## Extracted text

######

Jumatatu, 20 Julai 2015

21st JULY. TUESDAY IN WEEK 16


1.Exodus 12:21-15:1
2.Matthew 12:46-50

REFLECTIONS AND MEDITATIONS

Embracing the Wider Family

The first reading from the book of Exodus we hear the story of  Israel’s liberation and journey towards the promised land; the story stresses Israel’s separateness from all other nations. However, St Matthew the evangelist on the contrary, portrays Jesus forming a new family of outsiders based on the fact that “whoever does the will of my Father.” This is in fact is the universal qualification that enables Christianity to form a chosen people from among all nations and races with no exclusivity. This notion can seem restrictive and even racist, yet we remember that unless we first rally together in a strong family bond, we will have little to share with others.

The loving family is capable of opening its doors freely to neighbours and outsiders; the loving family should give a room for change and improvement. Hebrew scriptures tell us that God’s chosen people should eliminate all forms of oppression including pride, greed and dominance, all these must be cast to the bottom of the sea, as they sang “praise to the Lord, who has triumphed gloriously; horse and rider he has thrown into the sea.” We are invited in this reading to believe that God is trusted to cast into the depth of the sea all our sins.

It is from our daily practical life experiences that those people we give first priorities are members of our own families, and close relatives. In the gospel, Jesus points to a group of people who are even more important to him than the members of his earthly family. Pointing to his disciples, to all of us, he says, “Here are my mother and my brothers and my sisters.” He clearly defines his disciples as those who do the will of his father in heaven, as Jesus himself has revealed it to us by his teaching and by his life, death and resurrection. This is vivified earlier in the Matthew’s gospel when Jesus in the beatitudes declared, “Blessed are those who hunger and thirst to do God’s will (Mt 5:6). It is not easy that we always hunger to do God’s will, but if we hunger and thirst to it, and if our deepest desire is to do what God wants, then we are truly the Lord’s disciples and, in virtue of that, we are his brothers and  sisters and even his mother.
Jesus calls each one of us to be members of his new family, the family of his disciples, majority of us would assume that on that occasion Jesus ignored his blood relatives, yet Jesus pointed to another reality of relationship apart from biological relationship, namely our relationship with God and with those who belong to God. 

From the gospel reading we learn a lesson that our relationship should not be restricted to family ties, but rather our relationship with others should be universal. This kind of relationship should include trust, affection, commitment, loyalty, faithfulness, kindness, compassion, mercy, encouragement, and supporting one another. This actually is the family that is held together not by ties of blood, but by the Holy Spirit, and it is that spirit makes us brothers and sisters of Jesus and of each other, and sons and daughters of God.

######

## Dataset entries
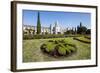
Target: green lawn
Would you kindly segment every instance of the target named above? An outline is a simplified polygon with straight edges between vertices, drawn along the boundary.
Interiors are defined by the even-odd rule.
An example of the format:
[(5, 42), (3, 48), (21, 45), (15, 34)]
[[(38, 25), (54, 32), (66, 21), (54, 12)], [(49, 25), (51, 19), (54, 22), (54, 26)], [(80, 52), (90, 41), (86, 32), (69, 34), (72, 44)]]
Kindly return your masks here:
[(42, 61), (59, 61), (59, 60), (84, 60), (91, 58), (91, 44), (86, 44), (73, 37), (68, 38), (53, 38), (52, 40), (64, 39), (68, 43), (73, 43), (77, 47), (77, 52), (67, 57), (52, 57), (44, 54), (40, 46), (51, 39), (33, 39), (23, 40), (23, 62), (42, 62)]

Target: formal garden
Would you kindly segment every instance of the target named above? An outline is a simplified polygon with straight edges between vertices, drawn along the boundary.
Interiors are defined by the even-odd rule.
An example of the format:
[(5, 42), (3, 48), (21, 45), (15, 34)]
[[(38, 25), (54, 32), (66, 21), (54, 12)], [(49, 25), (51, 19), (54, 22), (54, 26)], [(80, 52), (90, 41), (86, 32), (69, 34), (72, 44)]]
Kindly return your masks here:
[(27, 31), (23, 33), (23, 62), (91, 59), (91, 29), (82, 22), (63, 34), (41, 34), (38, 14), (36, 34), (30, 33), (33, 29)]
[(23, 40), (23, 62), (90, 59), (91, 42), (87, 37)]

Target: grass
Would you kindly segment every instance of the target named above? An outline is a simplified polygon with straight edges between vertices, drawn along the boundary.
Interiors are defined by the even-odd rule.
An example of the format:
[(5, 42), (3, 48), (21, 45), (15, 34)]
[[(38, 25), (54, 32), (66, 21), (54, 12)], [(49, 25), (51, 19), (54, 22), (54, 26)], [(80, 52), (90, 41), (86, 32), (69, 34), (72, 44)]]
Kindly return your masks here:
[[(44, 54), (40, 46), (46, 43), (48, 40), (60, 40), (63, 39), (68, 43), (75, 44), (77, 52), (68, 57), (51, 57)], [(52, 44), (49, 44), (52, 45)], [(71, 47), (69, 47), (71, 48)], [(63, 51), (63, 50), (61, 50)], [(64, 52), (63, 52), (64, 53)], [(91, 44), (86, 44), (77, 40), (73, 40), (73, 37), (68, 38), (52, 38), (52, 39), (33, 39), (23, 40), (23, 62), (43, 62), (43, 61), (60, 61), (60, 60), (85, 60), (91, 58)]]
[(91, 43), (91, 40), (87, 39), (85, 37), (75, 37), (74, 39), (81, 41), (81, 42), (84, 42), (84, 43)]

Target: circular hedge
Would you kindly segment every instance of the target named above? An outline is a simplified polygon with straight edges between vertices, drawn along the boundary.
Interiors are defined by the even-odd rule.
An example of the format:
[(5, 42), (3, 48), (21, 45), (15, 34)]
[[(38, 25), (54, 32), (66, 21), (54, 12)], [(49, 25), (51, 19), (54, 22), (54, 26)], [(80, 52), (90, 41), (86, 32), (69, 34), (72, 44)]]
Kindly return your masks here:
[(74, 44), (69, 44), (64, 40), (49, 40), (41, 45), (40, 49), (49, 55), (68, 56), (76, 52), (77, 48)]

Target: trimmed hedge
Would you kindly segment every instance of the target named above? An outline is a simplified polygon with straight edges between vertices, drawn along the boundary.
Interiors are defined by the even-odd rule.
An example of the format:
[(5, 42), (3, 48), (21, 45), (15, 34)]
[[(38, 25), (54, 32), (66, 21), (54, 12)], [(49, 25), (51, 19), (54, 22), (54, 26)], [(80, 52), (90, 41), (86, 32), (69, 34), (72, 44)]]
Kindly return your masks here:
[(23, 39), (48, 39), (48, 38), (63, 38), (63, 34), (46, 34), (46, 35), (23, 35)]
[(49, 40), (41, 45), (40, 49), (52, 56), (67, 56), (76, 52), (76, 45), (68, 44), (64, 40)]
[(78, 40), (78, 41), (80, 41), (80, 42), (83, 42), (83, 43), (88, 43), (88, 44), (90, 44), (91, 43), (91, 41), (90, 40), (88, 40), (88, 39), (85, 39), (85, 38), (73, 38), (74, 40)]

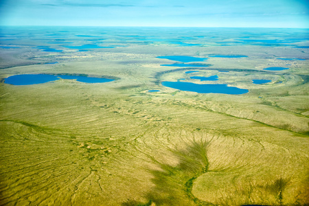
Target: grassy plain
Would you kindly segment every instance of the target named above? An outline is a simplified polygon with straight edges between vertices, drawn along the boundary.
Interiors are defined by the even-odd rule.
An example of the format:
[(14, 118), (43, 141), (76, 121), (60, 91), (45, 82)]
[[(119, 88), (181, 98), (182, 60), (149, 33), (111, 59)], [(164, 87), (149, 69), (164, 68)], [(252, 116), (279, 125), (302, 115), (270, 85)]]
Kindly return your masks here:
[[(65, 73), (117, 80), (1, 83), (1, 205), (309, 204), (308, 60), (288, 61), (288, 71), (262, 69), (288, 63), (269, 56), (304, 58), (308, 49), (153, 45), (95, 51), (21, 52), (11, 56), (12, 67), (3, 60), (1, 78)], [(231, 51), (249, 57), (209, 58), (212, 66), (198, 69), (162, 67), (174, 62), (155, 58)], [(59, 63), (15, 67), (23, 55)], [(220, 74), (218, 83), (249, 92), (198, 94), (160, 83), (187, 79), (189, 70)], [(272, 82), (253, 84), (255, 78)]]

######

## Task requirements
Reproduce the stretch of the reflection on the readings from "Jesus calls each" through "daughters of God.". The dataset entries are separate material and have no connection to the reflection on the readings.

## Problem solution
Jesus calls each one of us to be members of his new family, the family of his disciples, majority of us would assume that on that occasion Jesus ignored his blood relatives, yet Jesus pointed to another reality of relationship apart from biological relationship, namely our relationship with God and with those who belong to God. 

From the gospel reading we learn a lesson that our relationship should not be restricted to family ties, but rather our relationship with others should be universal. This kind of relationship should include trust, affection, commitment, loyalty, faithfulness, kindness, compassion, mercy, encouragement, and supporting one another. This actually is the family that is held together not by ties of blood, but by the Holy Spirit, and it is that spirit makes us brothers and sisters of Jesus and of each other, and sons and daughters of God.